--- REQUIREMENT ---
Turn everything from the first of the lines below down to the line containing "199;127;232;152", both included, into a JSON list of strings, one per line, with blank lines skipped. Leave the pictures out of the list.

--- ENTRIES SUPPLIED ---
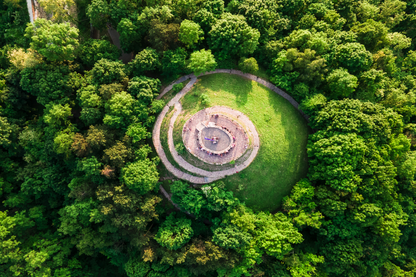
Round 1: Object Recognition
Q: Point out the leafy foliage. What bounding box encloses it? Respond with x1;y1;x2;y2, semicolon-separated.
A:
26;18;79;61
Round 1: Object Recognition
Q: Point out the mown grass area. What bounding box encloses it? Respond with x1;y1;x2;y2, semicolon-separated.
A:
181;74;309;211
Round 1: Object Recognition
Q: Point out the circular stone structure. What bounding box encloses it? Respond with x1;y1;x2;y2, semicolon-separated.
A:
182;110;250;165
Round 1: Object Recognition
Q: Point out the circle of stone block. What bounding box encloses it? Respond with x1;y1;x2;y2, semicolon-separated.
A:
182;107;250;165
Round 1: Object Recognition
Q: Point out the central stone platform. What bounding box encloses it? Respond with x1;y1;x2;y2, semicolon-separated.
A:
182;107;251;165
199;127;232;152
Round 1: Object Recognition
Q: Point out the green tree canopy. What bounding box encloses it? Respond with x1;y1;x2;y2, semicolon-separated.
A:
188;49;217;76
208;13;260;59
26;18;79;61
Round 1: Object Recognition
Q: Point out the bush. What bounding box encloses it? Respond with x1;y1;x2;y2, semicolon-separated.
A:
172;83;185;94
79;39;121;68
128;47;160;76
238;57;259;74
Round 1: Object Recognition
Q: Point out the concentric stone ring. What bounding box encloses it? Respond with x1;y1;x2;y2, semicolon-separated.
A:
182;107;250;165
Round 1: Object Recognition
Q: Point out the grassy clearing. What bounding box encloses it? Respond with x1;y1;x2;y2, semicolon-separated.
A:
173;110;253;171
181;74;309;211
161;79;190;104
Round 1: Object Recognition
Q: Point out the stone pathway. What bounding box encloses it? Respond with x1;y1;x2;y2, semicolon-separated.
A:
152;69;309;184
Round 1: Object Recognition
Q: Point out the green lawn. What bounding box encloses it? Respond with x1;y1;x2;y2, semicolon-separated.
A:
182;74;309;211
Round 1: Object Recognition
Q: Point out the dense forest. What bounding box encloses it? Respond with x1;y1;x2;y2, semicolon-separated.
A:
0;0;416;277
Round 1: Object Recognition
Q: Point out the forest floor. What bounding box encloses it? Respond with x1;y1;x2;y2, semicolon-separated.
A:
175;74;310;212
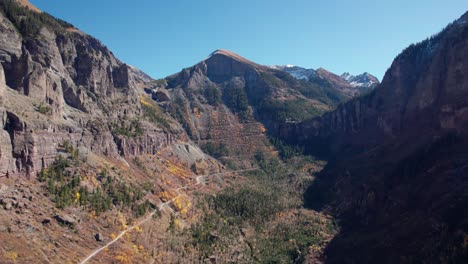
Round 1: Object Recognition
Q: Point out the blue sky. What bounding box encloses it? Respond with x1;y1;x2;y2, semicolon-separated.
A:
30;0;468;79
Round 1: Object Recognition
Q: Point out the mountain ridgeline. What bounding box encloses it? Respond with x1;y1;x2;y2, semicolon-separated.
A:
281;10;468;263
0;0;468;263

--- FINISHED EXERCISE ---
[
  "Round 1: Object Recognition",
  "Q: Point out the leafy foliage. What bounding box encloses it? Respond with x1;y1;x2;y2, semicolon-separated.",
  "A:",
  "26;18;79;61",
  "Round 1: Object Recognition",
  "Q: Point out the mown grass area. What bounding box encloses it? Respond with x1;y1;x2;y2, semicolon-separated.",
  "A:",
  "181;74;309;211",
  "Round 1: Object Recognition",
  "Q: Point out the circular stone structure. What bounding box encloses it? Respond with x1;y1;x2;y2, semicolon-separated.",
  "A:",
  "182;110;250;165",
  "Round 1: Object Recognition",
  "Q: Point out the circle of stone block. What bounding box encloses it? Respond with x1;y1;x2;y2, semicolon-separated.",
  "A:",
  "182;107;250;165",
  "Round 1: Object Recognition",
  "Q: Point out the central stone platform. What bounding box encloses it? Respond with x1;y1;x2;y2, semicolon-separated.",
  "A:",
  "182;107;251;165",
  "199;127;232;152"
]